* What you will do
Repeat the entries verbatim.

* Data provided
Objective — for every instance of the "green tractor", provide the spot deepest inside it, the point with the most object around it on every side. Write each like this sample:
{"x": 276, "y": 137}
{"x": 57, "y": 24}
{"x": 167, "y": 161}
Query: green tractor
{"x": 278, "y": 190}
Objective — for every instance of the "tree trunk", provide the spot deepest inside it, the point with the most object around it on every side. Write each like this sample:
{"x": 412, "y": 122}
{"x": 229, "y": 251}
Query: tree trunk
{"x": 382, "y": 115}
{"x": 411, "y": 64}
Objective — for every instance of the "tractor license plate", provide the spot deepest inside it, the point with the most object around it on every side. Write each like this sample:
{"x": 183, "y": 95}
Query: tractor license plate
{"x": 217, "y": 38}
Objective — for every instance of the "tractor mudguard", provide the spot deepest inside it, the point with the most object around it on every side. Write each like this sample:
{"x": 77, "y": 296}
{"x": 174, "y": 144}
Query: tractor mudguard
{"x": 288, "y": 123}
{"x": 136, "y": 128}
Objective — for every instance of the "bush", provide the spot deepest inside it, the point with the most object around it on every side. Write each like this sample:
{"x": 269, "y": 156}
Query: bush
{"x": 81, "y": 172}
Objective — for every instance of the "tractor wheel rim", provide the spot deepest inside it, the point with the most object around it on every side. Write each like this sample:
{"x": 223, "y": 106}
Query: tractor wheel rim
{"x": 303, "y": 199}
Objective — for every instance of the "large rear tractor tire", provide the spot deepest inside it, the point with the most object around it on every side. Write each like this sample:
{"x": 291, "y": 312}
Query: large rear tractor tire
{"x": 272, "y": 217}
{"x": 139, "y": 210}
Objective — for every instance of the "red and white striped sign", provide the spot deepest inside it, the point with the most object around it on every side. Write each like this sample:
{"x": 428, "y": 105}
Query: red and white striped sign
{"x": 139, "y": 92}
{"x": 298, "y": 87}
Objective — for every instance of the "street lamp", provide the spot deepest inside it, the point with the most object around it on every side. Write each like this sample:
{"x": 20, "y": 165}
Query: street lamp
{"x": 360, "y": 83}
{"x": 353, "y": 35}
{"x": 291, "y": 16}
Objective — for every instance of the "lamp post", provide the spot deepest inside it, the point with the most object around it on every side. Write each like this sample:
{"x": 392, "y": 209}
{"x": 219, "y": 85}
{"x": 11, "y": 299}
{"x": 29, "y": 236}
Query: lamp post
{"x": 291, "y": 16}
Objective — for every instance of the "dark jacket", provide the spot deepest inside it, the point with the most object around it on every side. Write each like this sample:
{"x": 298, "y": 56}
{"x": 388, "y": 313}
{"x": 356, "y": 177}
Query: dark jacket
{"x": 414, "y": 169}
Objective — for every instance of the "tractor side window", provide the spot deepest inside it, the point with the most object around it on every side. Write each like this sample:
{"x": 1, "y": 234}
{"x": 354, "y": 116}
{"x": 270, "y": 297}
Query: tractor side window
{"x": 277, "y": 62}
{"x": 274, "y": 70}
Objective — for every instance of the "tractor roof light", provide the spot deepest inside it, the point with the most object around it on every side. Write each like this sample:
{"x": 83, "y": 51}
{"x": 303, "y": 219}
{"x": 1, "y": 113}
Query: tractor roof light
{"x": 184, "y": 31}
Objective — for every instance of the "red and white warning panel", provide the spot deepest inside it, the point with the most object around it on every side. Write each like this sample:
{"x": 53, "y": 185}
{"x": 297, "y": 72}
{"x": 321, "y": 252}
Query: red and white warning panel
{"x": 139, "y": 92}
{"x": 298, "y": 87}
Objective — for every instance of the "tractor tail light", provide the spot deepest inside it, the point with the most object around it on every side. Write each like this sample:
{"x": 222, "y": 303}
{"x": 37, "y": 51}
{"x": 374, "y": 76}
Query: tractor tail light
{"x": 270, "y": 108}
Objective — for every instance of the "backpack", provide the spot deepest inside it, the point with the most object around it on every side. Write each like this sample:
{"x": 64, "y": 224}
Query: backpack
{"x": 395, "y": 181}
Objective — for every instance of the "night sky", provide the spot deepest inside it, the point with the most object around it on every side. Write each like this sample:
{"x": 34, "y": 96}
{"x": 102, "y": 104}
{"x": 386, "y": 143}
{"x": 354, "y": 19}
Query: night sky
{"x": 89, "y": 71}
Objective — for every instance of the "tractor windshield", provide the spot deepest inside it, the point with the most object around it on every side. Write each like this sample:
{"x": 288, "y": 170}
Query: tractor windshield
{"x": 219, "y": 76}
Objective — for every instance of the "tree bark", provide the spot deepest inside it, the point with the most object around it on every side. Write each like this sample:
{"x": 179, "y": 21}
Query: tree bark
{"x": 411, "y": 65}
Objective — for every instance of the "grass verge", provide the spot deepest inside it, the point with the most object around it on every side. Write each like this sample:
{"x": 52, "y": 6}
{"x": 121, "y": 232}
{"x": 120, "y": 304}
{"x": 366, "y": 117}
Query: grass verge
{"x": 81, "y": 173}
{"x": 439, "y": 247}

* Output below
Objective — for every instance of the "green tractor", provide the spot deepest inside it, the point with the most object around it on every side. Write each like this sample:
{"x": 276, "y": 137}
{"x": 57, "y": 24}
{"x": 167, "y": 161}
Query: green tractor
{"x": 278, "y": 190}
Objective — for every instance of the "tree trunk", provide the spot deepest inside it, the point with the most object around it on every side. Write each like this sample:
{"x": 412, "y": 122}
{"x": 229, "y": 251}
Query: tree trunk
{"x": 382, "y": 115}
{"x": 411, "y": 64}
Objective — for every instance of the "tractor license plate", provide the spot deepest inside it, the point with the most object around it on every side. Write each like this sample:
{"x": 183, "y": 95}
Query: tractor license plate
{"x": 217, "y": 38}
Objective — for every instance of the "tractor mudguard", provide the spot deepest inside it, the point with the most object around it on every side. Write each like this sample:
{"x": 77, "y": 296}
{"x": 174, "y": 144}
Query: tractor mudguard
{"x": 288, "y": 123}
{"x": 136, "y": 128}
Objective — for every instance of the "bush", provide the spot deepest inside it, the point with the most object around it on every side. Write each like this sample:
{"x": 269, "y": 156}
Query: bush
{"x": 81, "y": 172}
Objective — for every instance of the "tractor wheel rim", provide the spot deepest inside it, the point with the most object around it on every side. Write each like this sample:
{"x": 223, "y": 106}
Query: tractor wheel rim
{"x": 303, "y": 199}
Objective — for every instance of the "large rear tractor tire", provide the spot deepest inside it, the point with the most object around it on every side. Write each like this sample:
{"x": 291, "y": 312}
Query: large rear tractor tire
{"x": 272, "y": 217}
{"x": 139, "y": 210}
Objective — for every instance of the "red and white striped sign", provide the spot deepest inside it, the point with the most object around it on every side. Write each like this sample:
{"x": 428, "y": 105}
Query: red and white striped sign
{"x": 139, "y": 92}
{"x": 298, "y": 87}
Objective — for every instance of the "street lamp", provide the spot deepest inside it, the point with the most object around it on every side. Write each like this sample:
{"x": 20, "y": 165}
Query: street lamp
{"x": 360, "y": 83}
{"x": 353, "y": 35}
{"x": 291, "y": 16}
Objective — for every instance of the "lamp post", provide the spot deepest inside it, the point with the most object around it on every side. Write each like this sample:
{"x": 392, "y": 209}
{"x": 219, "y": 85}
{"x": 11, "y": 299}
{"x": 29, "y": 236}
Query: lamp post
{"x": 291, "y": 16}
Objective — for every instance of the "dark jacket", provide the spot deepest inside it, the point with the most object around it on every side. Write each like this sample:
{"x": 298, "y": 56}
{"x": 388, "y": 313}
{"x": 356, "y": 177}
Query: dark jacket
{"x": 414, "y": 169}
Objective — for every instance of the "tractor side window", provide the spot deepest inside it, the point with the most object around it on every side. Write each like this sample:
{"x": 1, "y": 234}
{"x": 354, "y": 116}
{"x": 270, "y": 297}
Query: tractor side window
{"x": 277, "y": 62}
{"x": 274, "y": 70}
Objective — for every instance of the "tractor roof light", provide the spot deepest inside it, the point with the most object around it on every side. Write each like this sample:
{"x": 83, "y": 51}
{"x": 303, "y": 219}
{"x": 1, "y": 113}
Query: tractor roof light
{"x": 184, "y": 31}
Objective — for every instance of the "red and white warning panel", provide the spot deepest inside it, the point with the most object around it on every side. Write each like this sample:
{"x": 53, "y": 185}
{"x": 297, "y": 72}
{"x": 321, "y": 252}
Query: red and white warning panel
{"x": 139, "y": 92}
{"x": 298, "y": 87}
Objective — for every instance of the "tractor tail light", provide the spot deepest inside it, the point with the most object around it on every side. Write each like this sample:
{"x": 222, "y": 303}
{"x": 37, "y": 51}
{"x": 374, "y": 76}
Query: tractor tail light
{"x": 270, "y": 108}
Objective — for every instance of the "backpack", provide the spot deepest inside it, the point with the most object around it on every side. Write each like this sample:
{"x": 64, "y": 224}
Query: backpack
{"x": 395, "y": 181}
Objective — for every instance of the "night sky", provide the spot deepest inside it, the point with the most object around it on every side. Write each like this sample:
{"x": 34, "y": 96}
{"x": 102, "y": 104}
{"x": 386, "y": 143}
{"x": 354, "y": 19}
Query: night sky
{"x": 89, "y": 71}
Objective — for every instance of the "tractor windshield", provide the spot deepest inside it, the point with the most object around it on every side. Write each like this sample:
{"x": 288, "y": 170}
Query: tractor windshield
{"x": 219, "y": 76}
Objective — for every instance of the "tree bark", provide the spot deepest inside it, the point with the most object around it on every side. Write each like this sample:
{"x": 179, "y": 21}
Query: tree bark
{"x": 411, "y": 65}
Objective — for every instance of the "grass verge", provide the spot deepest inside it, the point with the most object around it on every side. Write each like this sample:
{"x": 52, "y": 6}
{"x": 121, "y": 232}
{"x": 120, "y": 304}
{"x": 366, "y": 117}
Query: grass verge
{"x": 81, "y": 173}
{"x": 439, "y": 247}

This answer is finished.